▸ **Exercise**
Continue the panel discussion on research data and publishing from where it stops.

Catriona MacCallum This question is really focusing on data privacy issues. The primary researcher collects the data, the secondary researcher reuses the data. There are ways that researchers can be given access to the data while maintaining privacy. The primary researcher is creating the relationships with participants in order to obtain data, so what does this mean ethically for those wishing to reuse the data? Safety nets do need to be put into place. Here, it’s important to raise the CARE principles again. These were the result of a working group that came about as a result of concerns about how data from indigenous people are being treated. The slogan is now ‘Be FAIR and CARE’. The CARE principles are emerging in the UN’s agenda, and UNESCO, and I’m sure it will come up with the Research Council’s too.
What are the best practices to ensure data quality?
Catriona MacCallum It depends what is meant by ‘quality’ as there are various ways of looking at this. The European Commission came up with the economic loss of not publishing failed experiments; in other words, the publication bias that results. We need to redefine what we mean by quality, integrity and again this speaks to the research culture as no one gets rewarded for publishing a failed result and in fact the researchers end up feeling embarrassed and tend not to do it. Publication bias is huge! It also applies to the humanities and social sciences as well but potentially in a different way, and there are huge biases in terms of what gets published and what is allowed to get published.
Georgie Humphreys This issue is probably a plug for the open peer review model where the filter is not at the beginning but later on. [In open peer review, authors and reviewers are aware of each other’s identity and encouraged to engage in open discussion. This makes the process more transparent, removing bias or conflicts of interest. Manuscripts are made publicly available pre-review, and reviews are published alongside the article].

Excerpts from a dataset
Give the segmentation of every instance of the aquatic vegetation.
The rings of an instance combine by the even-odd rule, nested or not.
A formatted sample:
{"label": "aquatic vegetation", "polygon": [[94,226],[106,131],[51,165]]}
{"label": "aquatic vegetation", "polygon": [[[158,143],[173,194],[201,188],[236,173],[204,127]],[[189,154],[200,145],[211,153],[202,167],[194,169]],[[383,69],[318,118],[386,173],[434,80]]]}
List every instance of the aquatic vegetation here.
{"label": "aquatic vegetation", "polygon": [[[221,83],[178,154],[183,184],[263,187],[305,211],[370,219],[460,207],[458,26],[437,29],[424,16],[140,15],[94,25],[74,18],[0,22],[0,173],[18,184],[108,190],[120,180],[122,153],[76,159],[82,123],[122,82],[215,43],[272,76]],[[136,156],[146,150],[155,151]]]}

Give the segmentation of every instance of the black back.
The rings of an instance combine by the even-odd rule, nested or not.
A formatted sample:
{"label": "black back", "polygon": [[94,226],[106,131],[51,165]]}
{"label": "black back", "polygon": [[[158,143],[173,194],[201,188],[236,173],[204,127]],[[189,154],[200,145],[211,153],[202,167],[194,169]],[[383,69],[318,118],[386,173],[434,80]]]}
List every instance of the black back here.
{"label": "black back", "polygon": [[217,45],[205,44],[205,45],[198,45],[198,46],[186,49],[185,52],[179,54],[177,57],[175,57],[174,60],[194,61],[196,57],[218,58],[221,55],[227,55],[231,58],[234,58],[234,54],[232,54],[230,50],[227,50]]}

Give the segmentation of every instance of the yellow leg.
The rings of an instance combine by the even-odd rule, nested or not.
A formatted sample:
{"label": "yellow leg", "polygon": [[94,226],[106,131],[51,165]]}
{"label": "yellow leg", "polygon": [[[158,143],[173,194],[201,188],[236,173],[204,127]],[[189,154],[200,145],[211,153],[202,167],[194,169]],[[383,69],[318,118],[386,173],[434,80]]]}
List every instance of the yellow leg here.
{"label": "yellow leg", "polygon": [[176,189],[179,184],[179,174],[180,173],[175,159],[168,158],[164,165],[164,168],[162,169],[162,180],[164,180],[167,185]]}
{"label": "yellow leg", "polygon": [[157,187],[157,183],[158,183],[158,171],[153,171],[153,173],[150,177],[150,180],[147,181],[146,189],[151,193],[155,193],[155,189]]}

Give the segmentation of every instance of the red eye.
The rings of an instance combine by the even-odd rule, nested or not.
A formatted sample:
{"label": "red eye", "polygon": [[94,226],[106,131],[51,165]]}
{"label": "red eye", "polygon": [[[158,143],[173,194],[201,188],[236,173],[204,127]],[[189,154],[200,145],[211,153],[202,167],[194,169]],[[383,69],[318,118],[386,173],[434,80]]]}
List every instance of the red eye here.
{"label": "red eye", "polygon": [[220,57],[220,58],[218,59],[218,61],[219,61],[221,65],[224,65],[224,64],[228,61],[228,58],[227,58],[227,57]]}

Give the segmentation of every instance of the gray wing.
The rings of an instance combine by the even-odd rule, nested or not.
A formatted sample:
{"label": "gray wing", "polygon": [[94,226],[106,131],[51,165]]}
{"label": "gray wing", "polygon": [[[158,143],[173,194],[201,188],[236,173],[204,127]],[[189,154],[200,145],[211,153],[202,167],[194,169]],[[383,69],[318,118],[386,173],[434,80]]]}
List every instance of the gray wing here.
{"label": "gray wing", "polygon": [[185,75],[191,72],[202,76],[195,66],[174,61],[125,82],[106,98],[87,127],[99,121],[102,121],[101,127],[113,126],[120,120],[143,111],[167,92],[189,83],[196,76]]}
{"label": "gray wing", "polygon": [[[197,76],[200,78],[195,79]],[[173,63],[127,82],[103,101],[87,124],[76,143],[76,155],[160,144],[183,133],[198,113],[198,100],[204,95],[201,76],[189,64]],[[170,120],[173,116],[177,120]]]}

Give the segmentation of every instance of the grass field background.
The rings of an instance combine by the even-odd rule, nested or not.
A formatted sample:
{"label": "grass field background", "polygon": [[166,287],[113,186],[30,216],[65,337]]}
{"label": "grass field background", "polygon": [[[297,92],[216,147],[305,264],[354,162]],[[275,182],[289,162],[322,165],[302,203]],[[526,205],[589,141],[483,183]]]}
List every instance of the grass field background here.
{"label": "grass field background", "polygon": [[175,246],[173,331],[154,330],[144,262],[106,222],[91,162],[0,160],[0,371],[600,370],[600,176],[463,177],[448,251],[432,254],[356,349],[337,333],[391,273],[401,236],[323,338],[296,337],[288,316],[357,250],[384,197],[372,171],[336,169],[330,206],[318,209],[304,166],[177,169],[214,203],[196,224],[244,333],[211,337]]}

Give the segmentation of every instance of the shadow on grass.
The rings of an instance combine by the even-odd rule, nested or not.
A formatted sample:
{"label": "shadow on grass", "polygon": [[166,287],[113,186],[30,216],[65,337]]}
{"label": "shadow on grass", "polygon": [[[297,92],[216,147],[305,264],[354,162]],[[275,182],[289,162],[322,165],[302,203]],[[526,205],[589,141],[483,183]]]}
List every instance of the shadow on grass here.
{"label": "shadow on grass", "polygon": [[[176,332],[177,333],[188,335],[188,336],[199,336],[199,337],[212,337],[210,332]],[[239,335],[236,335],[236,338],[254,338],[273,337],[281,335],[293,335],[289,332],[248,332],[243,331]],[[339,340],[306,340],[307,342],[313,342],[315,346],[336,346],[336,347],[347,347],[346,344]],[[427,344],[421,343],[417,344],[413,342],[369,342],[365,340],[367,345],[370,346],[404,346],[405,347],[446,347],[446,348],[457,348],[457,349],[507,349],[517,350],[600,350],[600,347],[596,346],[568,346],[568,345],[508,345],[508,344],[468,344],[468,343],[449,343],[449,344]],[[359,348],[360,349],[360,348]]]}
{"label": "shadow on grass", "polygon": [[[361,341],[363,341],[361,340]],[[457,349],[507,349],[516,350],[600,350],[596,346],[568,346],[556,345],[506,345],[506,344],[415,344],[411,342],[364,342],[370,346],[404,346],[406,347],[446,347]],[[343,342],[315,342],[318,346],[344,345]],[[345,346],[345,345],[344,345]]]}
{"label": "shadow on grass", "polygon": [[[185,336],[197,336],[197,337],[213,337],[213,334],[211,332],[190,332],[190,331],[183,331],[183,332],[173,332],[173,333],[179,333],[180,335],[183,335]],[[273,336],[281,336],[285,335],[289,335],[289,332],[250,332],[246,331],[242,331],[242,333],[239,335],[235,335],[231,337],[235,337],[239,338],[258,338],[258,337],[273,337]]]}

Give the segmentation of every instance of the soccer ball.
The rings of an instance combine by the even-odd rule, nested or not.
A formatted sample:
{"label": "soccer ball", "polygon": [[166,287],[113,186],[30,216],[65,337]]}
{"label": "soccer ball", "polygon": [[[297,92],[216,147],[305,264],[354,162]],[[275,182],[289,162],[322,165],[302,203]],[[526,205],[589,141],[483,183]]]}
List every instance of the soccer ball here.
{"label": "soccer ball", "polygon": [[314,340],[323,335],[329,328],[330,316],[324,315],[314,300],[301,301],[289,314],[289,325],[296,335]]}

▸ **Exercise output**
So, who are the winners and losers of good data practices? Georgie believes that everyone, in the long term, will be a winner. If time is spent ensuring data is well-documented, well-organised, has dictionaries, is stored somewhere for the long term, then it will benefit the data creators just as much as anyone else. In the short term, she acknowledges that there may be people that find being a champion in this field a challenge for them individually, but it’s just about continuing along this journey to get to the point where everything is in place to truly reward and recognise those that have good open practices and good data management practices. Catriona says that there are so many winners: the economy, society, and science, the social sciences and humanities – all will benefit from data sharing. Taking society as an example, sharing data and sharing it well (through good research data management) will increase public trust in science, benefit public health and even help toward achieving multiple sustainable development goals.
A Covid-19 press release by Wellcome in January 2020 called on researchers, publishers and funders to share or facilitate the sharing of interim and final data as rapidly as possible. Wellcome have been exploring the impact of this statement on data sharing.